Carry on the biographical article on Stephen McGonagle below from the point at which it ends.

§ **EXTRACT**

------

Senator
- In office 23 February 1983 – 25 April 1987
- Constituency: Nominated by the Taoiseach

Personal details
- Born: 17 November 1914 Derry, Ireland
- Died: 4 March 2002 (aged 87) Derry, Northern Ireland
- Party: Labour Party; Northern Ireland Labour Party;
- Spouse: Greta McGonagle
- Children: 6

= Stephen McGonagle =

Northern Irish politician and trade unionist (1914–2002)

Stephen McGonagle (17 November 1914 – 4 March 2002) was a Northern Irish and Irish trade unionist.

Born in Derry, Ireland, McGonagle worked as a plumber. He joined the Derry Labour Party, a small anti-partitionist grouping, but resigned in 1946 in protest at its alliance with the Nationalist Party, instead joining the Northern Ireland Labour Party. However, this party became increasingly unionist in outlook, so in 1949 he resigned to join the Irish Labour Party. Active in the National Union of Tailors and Garment Workers, and became secretary of its Derry branch in 1949. In 1952, he persuaded the majority of its members - around 4,000 mostly female workers - to break away and form the Clothing Workers' Union, which soon merged with the Irish Transport and General Workers' Union, and in 1954 McGonagle became secretary of its Derry branch.

McGonagle stood as an independent Labour candidate in Foyle at the 1958 and 1962 Northern Ireland general elections.

He took approximately 40% of the vote and second place on each occasion, behind Eddie McAteer. He stood on a platform advocating the reunification of Ireland, the ending of religious discrimination, and action on social issues.

------

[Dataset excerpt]
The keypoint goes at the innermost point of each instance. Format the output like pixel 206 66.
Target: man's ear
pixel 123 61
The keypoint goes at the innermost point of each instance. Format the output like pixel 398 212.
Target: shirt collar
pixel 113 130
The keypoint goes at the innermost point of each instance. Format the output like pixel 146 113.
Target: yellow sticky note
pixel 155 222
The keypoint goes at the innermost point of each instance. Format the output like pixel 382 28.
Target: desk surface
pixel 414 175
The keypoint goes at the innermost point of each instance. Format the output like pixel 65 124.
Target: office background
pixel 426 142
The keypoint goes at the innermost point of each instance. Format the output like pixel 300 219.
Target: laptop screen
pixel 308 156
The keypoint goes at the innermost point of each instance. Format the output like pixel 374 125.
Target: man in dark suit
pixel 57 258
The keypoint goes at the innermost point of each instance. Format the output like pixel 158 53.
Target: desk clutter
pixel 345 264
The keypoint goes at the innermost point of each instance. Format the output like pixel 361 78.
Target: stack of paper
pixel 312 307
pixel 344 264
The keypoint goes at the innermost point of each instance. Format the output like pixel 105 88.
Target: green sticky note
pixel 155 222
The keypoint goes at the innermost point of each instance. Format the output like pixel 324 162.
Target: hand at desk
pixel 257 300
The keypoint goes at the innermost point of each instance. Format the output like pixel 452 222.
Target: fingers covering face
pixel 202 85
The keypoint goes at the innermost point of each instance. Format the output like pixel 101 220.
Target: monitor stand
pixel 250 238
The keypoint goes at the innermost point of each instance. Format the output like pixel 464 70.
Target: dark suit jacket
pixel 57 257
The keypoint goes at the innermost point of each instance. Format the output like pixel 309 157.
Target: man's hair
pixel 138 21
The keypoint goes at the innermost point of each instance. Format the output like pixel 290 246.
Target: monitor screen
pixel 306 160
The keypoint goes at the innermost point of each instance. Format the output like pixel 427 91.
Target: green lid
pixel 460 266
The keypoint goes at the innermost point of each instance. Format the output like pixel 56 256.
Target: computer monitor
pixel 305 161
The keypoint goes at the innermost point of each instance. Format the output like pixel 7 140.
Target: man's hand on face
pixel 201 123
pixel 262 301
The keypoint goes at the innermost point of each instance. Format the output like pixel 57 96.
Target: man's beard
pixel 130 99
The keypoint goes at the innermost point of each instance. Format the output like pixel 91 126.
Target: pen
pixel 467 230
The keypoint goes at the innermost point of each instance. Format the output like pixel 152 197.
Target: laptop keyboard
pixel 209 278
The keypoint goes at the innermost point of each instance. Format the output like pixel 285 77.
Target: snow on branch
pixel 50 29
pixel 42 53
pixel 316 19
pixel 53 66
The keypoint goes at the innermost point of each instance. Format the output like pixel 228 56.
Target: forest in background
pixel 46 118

------

§ **RESPONSE BELOW**
In 1968, McGonagle was the chairman of the Northern Ireland Committee of the Irish Congress of Trade Unions (ICTU). Later in the year, following civil unrest in Derry, he was appointed vice-chairman of a new Development Commission, which replaced the city's local government. He resigned in 1971, along with the other Roman Catholic members of the commission, following the introduction of internment without trial. Following the 1972 death of Jim Cox, President of the ICTU, McGonagle took up the post, and he was re-elected to serve in 1973.

In 1974, he took up a post as Northern Ireland Parliamentary Commissioner for Administration and Complaints, serving for five years, while in 1977 he became chairman of the Northern Ireland Police Complaints Board. He also chaired the 1982 inquiry into the Kincora Boys' Home scandal. In 1983, he was appointed to the Seanad Éireann, and facing opposition from unionists, resigned all his public posts in Northern Ireland. While an independent member of the Seanad, he participated in the New Ireland Forum as part of the Irish Labour Party team.

McGonagle's grandson, Owen Reidy, later also became a prominent trade unionist, as general secretary of the ICTU.

He died on 4 March 2002, aged 87.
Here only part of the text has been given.